WORK TO DO: Extract the passage of the lecture announcement from "Sanja Kajnic, M.A." up to and including "Netzkultur gesendet wird.", reproducing it character for character.

TEXT SEGMENT:
>>>>>

Archiv für den Tag: 17/01/2010

Vortragseinladung 20.01.2010: Visual aspects of queer festivals in ex Yugoslavia

Sanja Kajnic, M.A.
Visual aspects of queer festivals in ex Yugoslavia
Mittwoch, 20. Januar 2010, 19ct, Von Melle Park 5 („Wiwi Bunker“) 0079

Angesichts der ausführlichen folgenden Ankündigung sei lediglich vorweggeschickt, daß Sanja Kajnic PhD Student des Gender Department der Central European University in Budapest ist, der Vortrag in englischer Sprache gehalten wird und am Montag 14:00 auf Radio FSK der Vortrag vom 25.9.2009: Svenja Schröder zur feministischen Netzkultur gesendet wird.

Zum Vortrag am Mittwoch:

The lecture will present my phd research-in-progress that explores the debates Throughout the region of ex-Yugoslavia, the LGBT rights movement has been gaining advances and becoming articulated largely due to the activities of LGBT activists. The activists have not been the only ones who influenced both the public and the queer communities‘ perception of politics and practices of identity and citizenship. A significant and under-researched part has been play- ed by artists. What brings together these different actors and their strategies can be located in the field of visibility in the public sphere around LGBT persons that presents a novelty in ex Yugoslav countries. On the one hand, the LGBT organizations periodically launch visibility campaigns that ask for human rights of LGBT persons relying on chosen affirmative representations. On the other, the wave of queer festivals that has swept the region (all started within the last 6 years, except one much older Gay and lesbian festival) engage the field of visual culture in a quite different, polyphonic ways that however have their effects on the changes in the imaginary. While the activist network of LGBT organizations has a long standing in ex Yugoslavia and connections to other social movements (feminist and anti-war), the novelty of the recent period is the cooperation among the cultural festivals that thematize queer in 5 out of 7 ex Yugoslav countries. The festival organizers adjust the festival dates, cooperate, even organize meetings, and are self-consciously engaged in intensive circulation of visual images that work towards establishing the contours of what has been called post-socialist queer (Dobrovic, 2004).

<<<<<

STORED DATA:

>>>>>

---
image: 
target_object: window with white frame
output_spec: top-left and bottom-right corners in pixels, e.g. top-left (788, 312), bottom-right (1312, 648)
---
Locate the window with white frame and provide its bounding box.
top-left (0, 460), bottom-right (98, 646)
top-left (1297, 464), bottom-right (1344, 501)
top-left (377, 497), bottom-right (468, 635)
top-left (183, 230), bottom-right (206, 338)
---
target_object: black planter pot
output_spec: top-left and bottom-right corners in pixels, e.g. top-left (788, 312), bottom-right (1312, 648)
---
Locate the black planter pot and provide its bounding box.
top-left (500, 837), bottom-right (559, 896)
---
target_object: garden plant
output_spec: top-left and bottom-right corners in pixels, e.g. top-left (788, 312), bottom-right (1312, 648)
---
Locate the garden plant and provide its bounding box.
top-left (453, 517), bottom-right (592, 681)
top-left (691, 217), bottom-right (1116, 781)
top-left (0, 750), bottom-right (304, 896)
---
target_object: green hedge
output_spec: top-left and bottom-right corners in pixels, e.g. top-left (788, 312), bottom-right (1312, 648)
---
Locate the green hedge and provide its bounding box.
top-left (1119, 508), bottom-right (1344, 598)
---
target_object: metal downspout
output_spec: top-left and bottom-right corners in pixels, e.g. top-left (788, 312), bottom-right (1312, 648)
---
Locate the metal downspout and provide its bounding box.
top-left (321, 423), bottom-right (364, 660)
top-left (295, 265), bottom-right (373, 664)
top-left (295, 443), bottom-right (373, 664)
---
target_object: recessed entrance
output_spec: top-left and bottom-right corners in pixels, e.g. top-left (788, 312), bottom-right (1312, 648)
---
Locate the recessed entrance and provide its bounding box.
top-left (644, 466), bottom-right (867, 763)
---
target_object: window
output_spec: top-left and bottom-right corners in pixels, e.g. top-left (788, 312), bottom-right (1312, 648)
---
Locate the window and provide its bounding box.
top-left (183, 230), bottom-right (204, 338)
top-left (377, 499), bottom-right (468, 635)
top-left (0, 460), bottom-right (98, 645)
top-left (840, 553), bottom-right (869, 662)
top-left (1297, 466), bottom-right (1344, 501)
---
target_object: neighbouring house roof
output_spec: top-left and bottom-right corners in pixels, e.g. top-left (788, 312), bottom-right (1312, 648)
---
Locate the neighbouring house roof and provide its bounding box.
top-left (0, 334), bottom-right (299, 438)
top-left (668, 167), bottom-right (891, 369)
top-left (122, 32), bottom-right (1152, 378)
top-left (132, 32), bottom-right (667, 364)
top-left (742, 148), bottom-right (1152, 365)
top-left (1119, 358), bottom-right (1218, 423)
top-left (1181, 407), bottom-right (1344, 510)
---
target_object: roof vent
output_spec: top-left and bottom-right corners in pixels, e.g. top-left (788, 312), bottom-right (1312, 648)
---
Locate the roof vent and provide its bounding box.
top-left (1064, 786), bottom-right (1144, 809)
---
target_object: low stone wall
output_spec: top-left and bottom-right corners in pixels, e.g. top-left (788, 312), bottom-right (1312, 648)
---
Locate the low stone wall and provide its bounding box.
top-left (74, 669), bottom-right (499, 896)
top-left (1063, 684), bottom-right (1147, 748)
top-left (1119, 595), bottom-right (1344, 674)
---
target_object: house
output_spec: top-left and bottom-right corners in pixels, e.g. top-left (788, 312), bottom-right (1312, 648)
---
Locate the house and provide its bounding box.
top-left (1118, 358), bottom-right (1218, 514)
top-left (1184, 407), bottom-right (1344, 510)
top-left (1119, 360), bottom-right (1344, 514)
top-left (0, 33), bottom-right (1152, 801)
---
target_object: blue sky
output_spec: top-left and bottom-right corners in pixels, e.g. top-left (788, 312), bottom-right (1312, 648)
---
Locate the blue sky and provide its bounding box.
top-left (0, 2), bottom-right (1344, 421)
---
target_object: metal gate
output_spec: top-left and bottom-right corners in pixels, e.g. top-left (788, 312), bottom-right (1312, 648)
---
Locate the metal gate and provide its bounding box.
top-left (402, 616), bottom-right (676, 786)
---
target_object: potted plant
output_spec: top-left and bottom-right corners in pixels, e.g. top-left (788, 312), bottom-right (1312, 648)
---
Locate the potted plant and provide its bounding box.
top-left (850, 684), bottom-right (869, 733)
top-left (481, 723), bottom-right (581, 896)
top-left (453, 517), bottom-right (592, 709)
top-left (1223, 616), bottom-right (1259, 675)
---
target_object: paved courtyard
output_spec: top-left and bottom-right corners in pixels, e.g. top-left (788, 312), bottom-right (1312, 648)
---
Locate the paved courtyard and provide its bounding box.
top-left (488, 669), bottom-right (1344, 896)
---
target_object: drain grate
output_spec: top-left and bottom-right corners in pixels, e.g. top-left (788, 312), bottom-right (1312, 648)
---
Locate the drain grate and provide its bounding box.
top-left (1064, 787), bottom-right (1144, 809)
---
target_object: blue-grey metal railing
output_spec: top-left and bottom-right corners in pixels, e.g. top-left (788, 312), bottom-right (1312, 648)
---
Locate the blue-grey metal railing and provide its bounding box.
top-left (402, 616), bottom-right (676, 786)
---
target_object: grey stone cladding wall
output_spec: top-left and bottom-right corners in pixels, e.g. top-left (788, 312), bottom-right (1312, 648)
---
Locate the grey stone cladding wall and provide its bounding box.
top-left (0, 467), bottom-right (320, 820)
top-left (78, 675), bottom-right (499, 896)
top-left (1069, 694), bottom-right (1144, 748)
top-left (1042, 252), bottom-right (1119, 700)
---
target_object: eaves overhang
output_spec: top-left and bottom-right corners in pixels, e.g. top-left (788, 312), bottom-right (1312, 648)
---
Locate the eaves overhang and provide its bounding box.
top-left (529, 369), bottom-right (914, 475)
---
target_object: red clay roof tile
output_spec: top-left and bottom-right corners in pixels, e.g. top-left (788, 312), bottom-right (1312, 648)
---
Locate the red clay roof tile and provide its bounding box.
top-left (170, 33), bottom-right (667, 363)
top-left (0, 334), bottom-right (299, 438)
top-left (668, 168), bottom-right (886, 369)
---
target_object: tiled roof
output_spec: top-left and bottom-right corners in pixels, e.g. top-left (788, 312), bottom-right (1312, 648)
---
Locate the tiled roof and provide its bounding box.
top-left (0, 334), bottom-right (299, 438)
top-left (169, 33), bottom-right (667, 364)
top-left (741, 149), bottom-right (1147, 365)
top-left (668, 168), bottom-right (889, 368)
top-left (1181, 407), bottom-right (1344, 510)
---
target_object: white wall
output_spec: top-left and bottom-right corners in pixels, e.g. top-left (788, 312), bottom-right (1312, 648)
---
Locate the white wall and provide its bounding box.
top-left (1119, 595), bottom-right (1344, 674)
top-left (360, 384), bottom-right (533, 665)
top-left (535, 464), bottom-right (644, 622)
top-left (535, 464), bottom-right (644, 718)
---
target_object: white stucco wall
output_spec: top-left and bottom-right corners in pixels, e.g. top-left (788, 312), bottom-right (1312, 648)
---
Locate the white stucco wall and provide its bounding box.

<<<<<

RESULT FOR THIS TASK:
Sanja Kajnic, M.A.
Visual aspects of queer festivals in ex Yugoslavia
Mittwoch, 20. Januar 2010, 19ct, Von Melle Park 5 („Wiwi Bunker“) 0079

Angesichts der ausführlichen folgenden Ankündigung sei lediglich vorweggeschickt, daß Sanja Kajnic PhD Student des Gender Department der Central European University in Budapest ist, der Vortrag in englischer Sprache gehalten wird und am Montag 14:00 auf Radio FSK der Vortrag vom 25.9.2009: Svenja Schröder zur feministischen Netzkultur gesendet wird.